▶ _Given instruction_
Write these records as a two-column CSV with the headers "prompt" and "points", one row per record. Put its text in "prompt" and its answer in "points", with each field quoted and line breaks replaced by spaces, and leave out the pictures.

(Labeled-object pointing records)
◆ ◆ ◆ ◆

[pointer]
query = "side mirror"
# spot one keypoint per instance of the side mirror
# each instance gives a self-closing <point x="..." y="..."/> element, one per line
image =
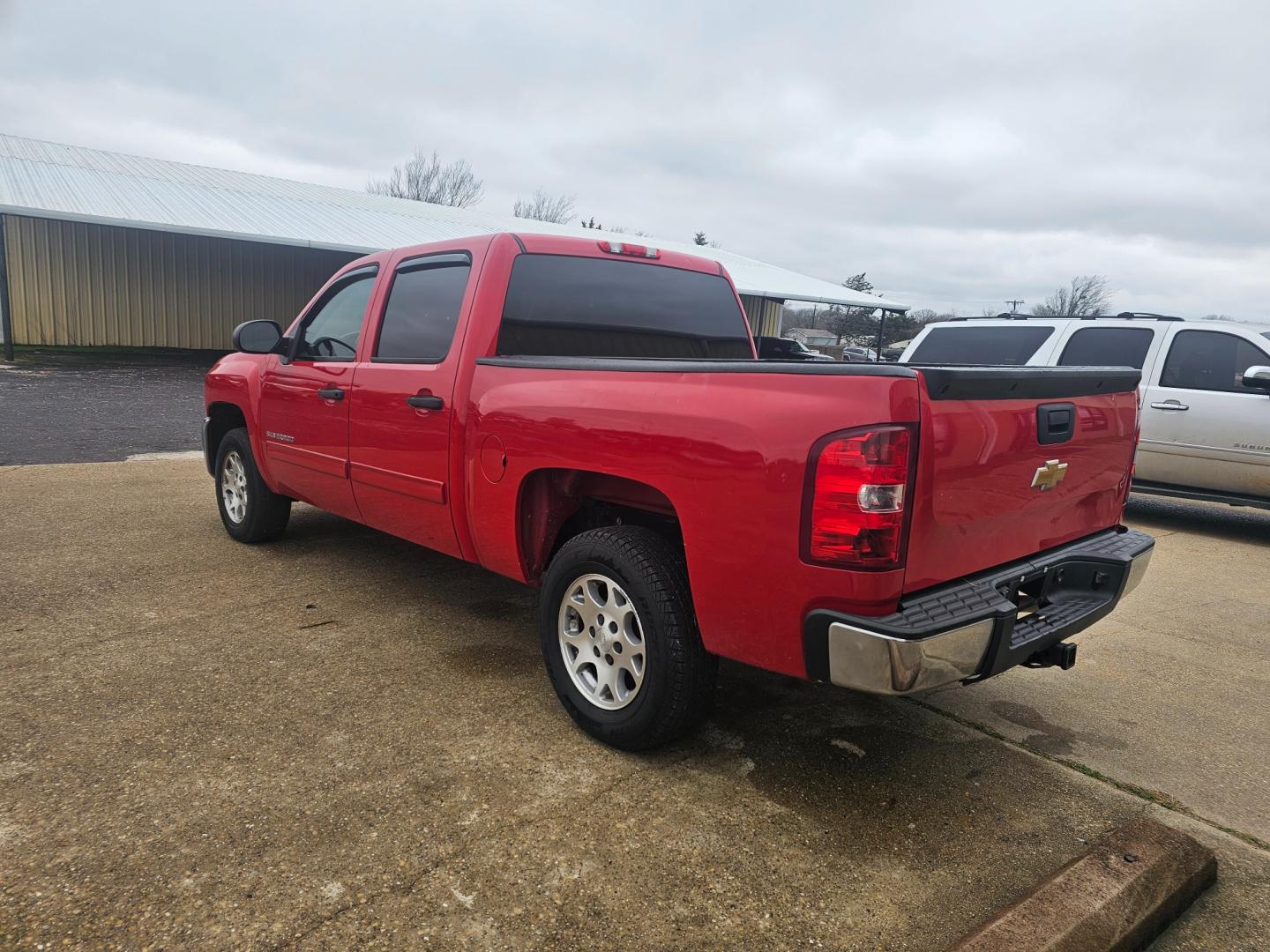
<point x="1258" y="377"/>
<point x="257" y="337"/>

◆ ◆ ◆ ◆

▶ _Completed exercise_
prompt,points
"[pointer] query = ""side mirror"" # spot one keypoint per instance of the side mirror # each instance gives a self-closing <point x=""..."" y=""...""/> element, one per line image =","<point x=""1258"" y=""377""/> <point x=""257"" y=""337""/>"